Over the last few decades, the tradition of love poetry has witnessed revolutionary changes. While writing within the love poetry tradition, several women poets have also subverted the heteronormative conventions of the genre by expressing same sex desire. Lesbian love poetry traces its origins to the poet Sappho, now universally recognised as a symbol of same sex love.
Such expression of same sex desire grants women agency over their body and sexuality, allows them to construct desire as it is and not how the patriarchal structure will have us view it (through pornography, misrepresentation in cinema, etc.) The politics here becomes as significant as poetics. However, this does not in any way diminish the literary and aesthetic value of homoerotic poetry.
Given below is a list of poets whom we should read to understand and appreciate poetry where the focus shifts away from the male gaze and the woman is no longer a passive object of desire. However, the list is not exhaustive and I am in the process of exploring a wider range of homoerotic poetry. I have also included short stanzas from selected poems that I found particularly powerful. To appreciate their work fully, please do read these in entirety.
1. Adrienne Rich
Rich’s poetry is a sharp critique of what she calls ‘compulsory heterosexuality’ – the normalisation and legitimisation of heterosexuality in a patriarchal paradigm through force and culture, the acceptance of the belief that heterosexuality is normal, desirable and necessary.
Her two most riveting poetry anthologies are Diving into the Wreck and The Dream of a Common Language. Within the latter anthology, she writes a selection of short poems titled Twenty-One Love Poems, a conscious response to Neruda’s Twenty Love Poems and a Song of Despair. These poems comprise her most erotic charged work, with graphically described sex between two women.

[Named object pointing listing]
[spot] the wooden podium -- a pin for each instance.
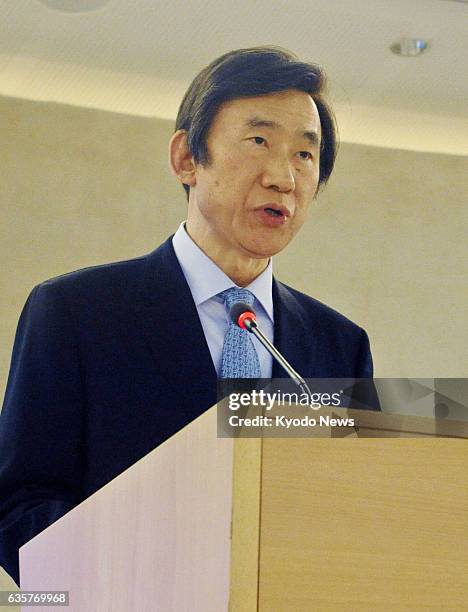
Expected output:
(201, 524)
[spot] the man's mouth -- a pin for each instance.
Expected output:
(277, 210)
(273, 212)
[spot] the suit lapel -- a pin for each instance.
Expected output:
(171, 328)
(292, 337)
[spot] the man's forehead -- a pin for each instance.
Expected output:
(291, 109)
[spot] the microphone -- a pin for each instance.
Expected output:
(243, 315)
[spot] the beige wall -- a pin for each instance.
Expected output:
(384, 243)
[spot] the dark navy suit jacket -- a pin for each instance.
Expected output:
(108, 363)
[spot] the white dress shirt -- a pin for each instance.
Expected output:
(206, 281)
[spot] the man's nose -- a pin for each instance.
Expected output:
(278, 174)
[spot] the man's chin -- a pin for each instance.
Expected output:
(265, 249)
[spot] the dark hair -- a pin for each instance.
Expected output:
(253, 72)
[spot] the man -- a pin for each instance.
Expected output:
(110, 361)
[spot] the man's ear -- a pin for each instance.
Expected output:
(181, 159)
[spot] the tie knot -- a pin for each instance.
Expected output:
(237, 294)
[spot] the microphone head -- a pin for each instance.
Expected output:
(241, 308)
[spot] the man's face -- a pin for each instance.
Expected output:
(253, 196)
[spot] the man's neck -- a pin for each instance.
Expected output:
(242, 270)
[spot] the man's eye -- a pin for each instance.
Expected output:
(258, 140)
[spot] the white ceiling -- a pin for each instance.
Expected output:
(138, 58)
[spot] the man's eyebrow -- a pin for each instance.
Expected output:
(312, 137)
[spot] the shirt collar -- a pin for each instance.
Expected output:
(206, 280)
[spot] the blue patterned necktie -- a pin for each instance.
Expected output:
(239, 359)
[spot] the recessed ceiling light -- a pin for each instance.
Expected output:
(74, 6)
(408, 47)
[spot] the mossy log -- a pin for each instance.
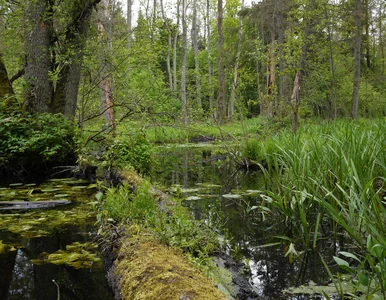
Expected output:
(149, 269)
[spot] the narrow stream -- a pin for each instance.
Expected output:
(50, 253)
(215, 191)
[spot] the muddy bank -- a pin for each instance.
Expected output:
(140, 266)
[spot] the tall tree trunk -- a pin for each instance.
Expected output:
(129, 23)
(271, 82)
(332, 69)
(183, 66)
(280, 29)
(211, 92)
(65, 96)
(367, 11)
(5, 85)
(175, 40)
(221, 101)
(357, 59)
(295, 97)
(232, 98)
(105, 84)
(196, 62)
(39, 27)
(168, 62)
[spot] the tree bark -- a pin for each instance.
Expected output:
(39, 27)
(232, 98)
(221, 101)
(196, 62)
(105, 85)
(129, 23)
(295, 97)
(357, 59)
(168, 61)
(175, 40)
(209, 48)
(52, 85)
(183, 66)
(281, 29)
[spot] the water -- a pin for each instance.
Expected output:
(220, 193)
(49, 253)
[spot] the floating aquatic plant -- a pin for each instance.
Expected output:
(77, 255)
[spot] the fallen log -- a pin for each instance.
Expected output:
(17, 205)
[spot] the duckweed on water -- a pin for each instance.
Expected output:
(77, 255)
(150, 270)
(5, 248)
(41, 223)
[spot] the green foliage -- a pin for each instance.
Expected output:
(43, 138)
(175, 227)
(123, 204)
(131, 150)
(331, 176)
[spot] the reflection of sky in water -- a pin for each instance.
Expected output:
(245, 230)
(22, 278)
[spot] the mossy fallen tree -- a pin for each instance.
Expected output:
(149, 269)
(150, 254)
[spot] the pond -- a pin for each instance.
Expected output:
(50, 253)
(226, 197)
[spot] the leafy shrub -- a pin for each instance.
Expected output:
(43, 138)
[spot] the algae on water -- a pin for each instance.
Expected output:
(77, 255)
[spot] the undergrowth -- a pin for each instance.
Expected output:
(173, 225)
(328, 178)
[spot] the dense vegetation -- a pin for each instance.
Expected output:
(246, 75)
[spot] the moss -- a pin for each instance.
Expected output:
(151, 270)
(5, 248)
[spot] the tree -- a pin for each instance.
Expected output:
(357, 59)
(295, 97)
(106, 80)
(183, 66)
(221, 100)
(54, 55)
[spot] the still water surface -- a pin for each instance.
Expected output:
(216, 191)
(28, 237)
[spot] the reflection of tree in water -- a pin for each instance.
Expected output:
(245, 231)
(22, 283)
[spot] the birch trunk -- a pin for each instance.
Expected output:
(183, 66)
(357, 59)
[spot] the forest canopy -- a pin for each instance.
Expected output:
(193, 60)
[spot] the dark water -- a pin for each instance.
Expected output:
(35, 233)
(211, 176)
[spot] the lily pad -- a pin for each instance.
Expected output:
(76, 255)
(232, 196)
(60, 195)
(253, 191)
(80, 187)
(49, 190)
(191, 198)
(5, 248)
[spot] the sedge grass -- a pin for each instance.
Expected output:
(336, 169)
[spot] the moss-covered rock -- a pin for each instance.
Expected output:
(150, 270)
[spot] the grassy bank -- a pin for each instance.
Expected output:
(162, 251)
(329, 178)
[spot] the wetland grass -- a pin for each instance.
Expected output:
(329, 180)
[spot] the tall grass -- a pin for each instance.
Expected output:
(333, 176)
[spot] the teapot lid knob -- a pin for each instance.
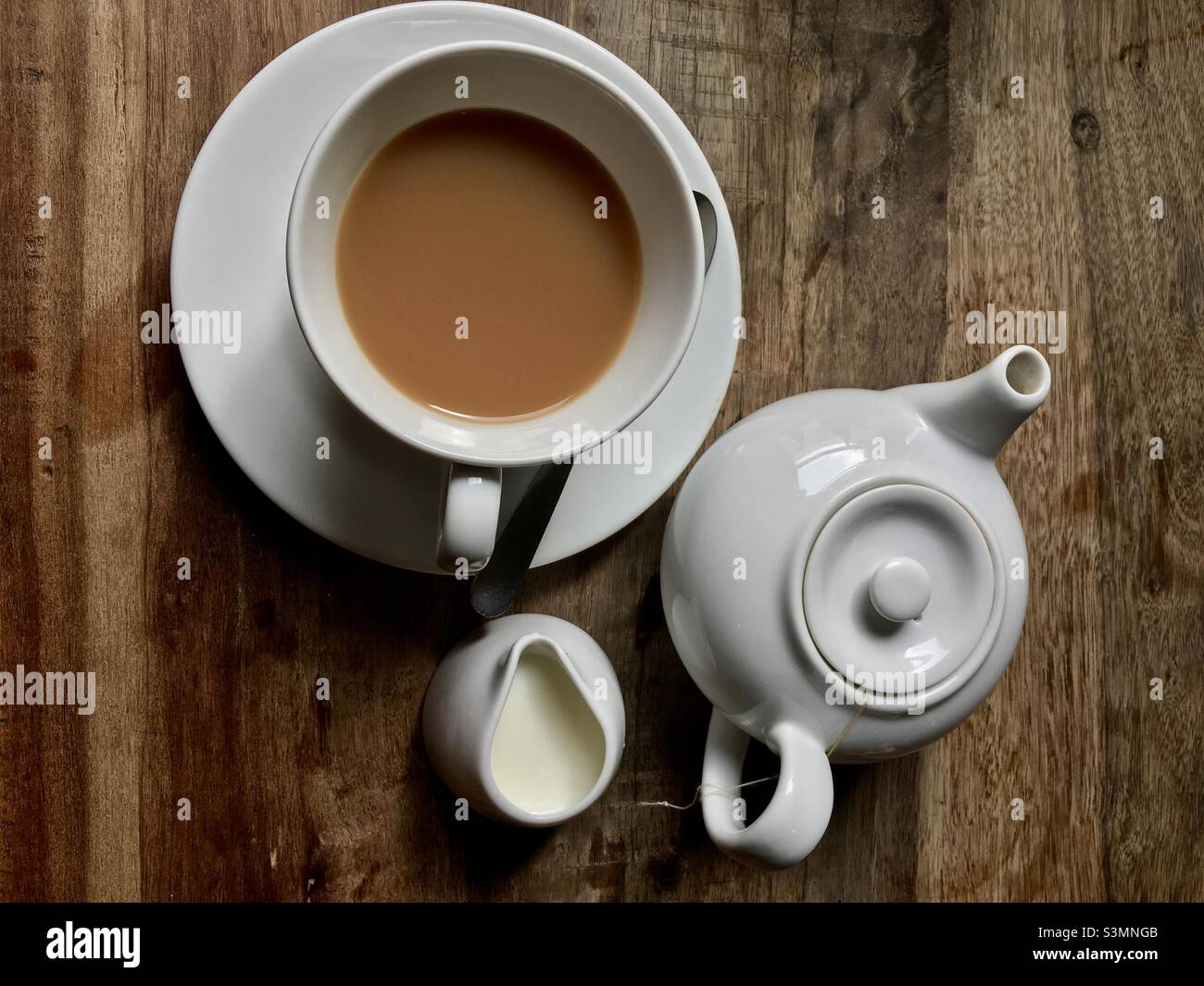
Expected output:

SET OF TASKS.
1: Summarize the piece on lesbian love poetry in two sentences.
2: Extract from the piece on lesbian love poetry the words from "Such expression of" up to and including "these in entirety.", copied without change.
3: Extend the piece on lesbian love poetry beyond its final sentence with another paragraph or two.
The listing has no role in anything asked here.

PER-TASK ANSWERS.
1: Several women poets have subverted the heteronormative conventions of love poetry by expressing same sex desire, a tradition traced to Sappho, and such expression grants women agency over their body and sexuality. Adrienne Rich, the first poet on a list the author calls not exhaustive, critiques what she terms "compulsory heterosexuality," and her Twenty-One Love Poems are a conscious response to Neruda's Twenty Love Poems and a Song of Despair.

2:
Such expression of same sex desire grants women agency over their body and sexuality, allows them to construct desire as it is and not how the patriarchal structure will have us view it (through pornography, misrepresentation in cinema, etc.) The politics here becomes as significant as poetics. However, this does not in any way diminish the literary and aesthetic value of homoerotic poetry.
Given below is a list of poets whom we should read to understand and appreciate poetry where the focus shifts away from the male gaze and the woman is no longer a passive object of desire. However, the list is not exhaustive and I am in the process of exploring a wider range of homoerotic poetry. I have also included short stanzas from selected poems that I found particularly powerful. To appreciate their work fully, please do read these in entirety.

3:
‘….the live, insatiate dance of your nipples in my mouth—your touch on me, firm, protective, searching
me out, your strong tongue and slender fingers
reaching where I had been waiting years for you
in my rose-wet cave—whatever happens, this is.’
—Floating Poem (unnumbered), Twenty-One Love Poems
2. Audre Lorde
A black woman lesbian poet, Lorde’s poetry interrogates white supremacist and masculinised discourses of power. Her poetry tackles racial and sexual stigmatisation whilst empowering the black woman’s body which she has been conditioned to despise. Lorde urges women to celebrate eroticism and see it as a source of power. She combines several myths from various African communities to establish the uniqueness of the woman’s body.
Black Unicorn is a collection of homoerotic poetry that is empowering to read for women universally. The title itself is a subversion of the mythic unicorn that has always been represented as being white in popular culture and folklore. With its association with fantasy, the unicorn also becomes a mystical symbol of sexual desire.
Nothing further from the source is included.